_What the task asks_
Please write out each of the lines below precisely, with every character, space and line break kept unchanged.

_Provided information_
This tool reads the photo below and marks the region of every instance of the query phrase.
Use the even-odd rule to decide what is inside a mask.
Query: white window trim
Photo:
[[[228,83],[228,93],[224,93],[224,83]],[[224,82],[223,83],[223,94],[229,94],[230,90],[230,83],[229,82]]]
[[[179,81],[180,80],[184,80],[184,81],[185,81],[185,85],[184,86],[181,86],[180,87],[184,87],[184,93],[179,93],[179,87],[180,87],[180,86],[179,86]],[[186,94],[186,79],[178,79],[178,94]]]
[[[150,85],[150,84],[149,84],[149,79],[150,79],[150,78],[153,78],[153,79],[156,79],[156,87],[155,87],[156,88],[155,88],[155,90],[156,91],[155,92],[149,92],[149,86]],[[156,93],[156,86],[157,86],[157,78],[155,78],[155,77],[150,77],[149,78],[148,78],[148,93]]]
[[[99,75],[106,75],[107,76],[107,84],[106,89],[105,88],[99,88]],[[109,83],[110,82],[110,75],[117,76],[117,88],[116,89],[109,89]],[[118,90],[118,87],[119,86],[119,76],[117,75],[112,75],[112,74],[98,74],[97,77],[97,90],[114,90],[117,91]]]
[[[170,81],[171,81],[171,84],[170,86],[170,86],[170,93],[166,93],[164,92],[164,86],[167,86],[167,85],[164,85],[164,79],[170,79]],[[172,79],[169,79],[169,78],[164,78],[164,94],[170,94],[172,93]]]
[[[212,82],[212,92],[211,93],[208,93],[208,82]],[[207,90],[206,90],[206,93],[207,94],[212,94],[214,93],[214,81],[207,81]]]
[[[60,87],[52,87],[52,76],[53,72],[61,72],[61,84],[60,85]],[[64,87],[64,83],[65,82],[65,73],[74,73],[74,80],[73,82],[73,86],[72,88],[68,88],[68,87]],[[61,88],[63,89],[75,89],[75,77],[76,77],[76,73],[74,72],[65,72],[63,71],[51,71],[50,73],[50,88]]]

_Result for this exercise_
This tool reads the photo below and marks the region of every instance of the query phrase.
Use the even-odd rule to decide what is inside a mask.
Query: white window trim
Photo:
[[[228,83],[228,93],[224,93],[224,83]],[[224,82],[223,83],[223,94],[229,94],[230,90],[230,83],[229,82]]]
[[[179,81],[180,80],[184,80],[184,81],[185,81],[185,85],[184,86],[181,86],[180,87],[184,87],[184,93],[179,93],[179,87],[180,87],[180,86],[179,86]],[[186,94],[186,79],[178,79],[178,94]]]
[[[150,85],[150,84],[149,84],[149,79],[150,79],[150,78],[153,78],[153,79],[156,79],[156,87],[155,87],[156,88],[155,88],[155,90],[156,91],[155,92],[149,92],[149,86]],[[156,93],[156,86],[157,86],[157,78],[155,78],[155,77],[150,77],[149,78],[148,78],[148,93]]]
[[[99,75],[106,75],[107,76],[107,84],[106,89],[105,88],[99,88]],[[109,83],[110,82],[110,75],[117,76],[117,88],[116,89],[109,89]],[[118,90],[118,87],[119,86],[119,76],[117,75],[112,75],[112,74],[98,74],[97,77],[97,90],[114,90],[117,91]]]
[[[170,81],[171,81],[171,84],[170,86],[170,86],[170,93],[166,93],[164,92],[164,86],[167,86],[167,85],[164,85],[164,79],[170,79]],[[172,79],[169,79],[169,78],[164,78],[164,94],[170,94],[172,93]]]
[[[212,82],[212,92],[211,93],[208,93],[208,82]],[[207,90],[206,90],[206,93],[207,94],[212,94],[214,93],[214,81],[207,81]]]
[[[60,87],[52,87],[52,76],[53,72],[61,72],[61,84],[60,85]],[[64,87],[64,83],[65,82],[65,73],[74,73],[74,80],[73,82],[73,86],[72,88],[68,88],[68,87]],[[61,88],[63,89],[75,89],[75,77],[76,77],[76,73],[74,72],[65,72],[63,71],[51,71],[50,73],[50,88]]]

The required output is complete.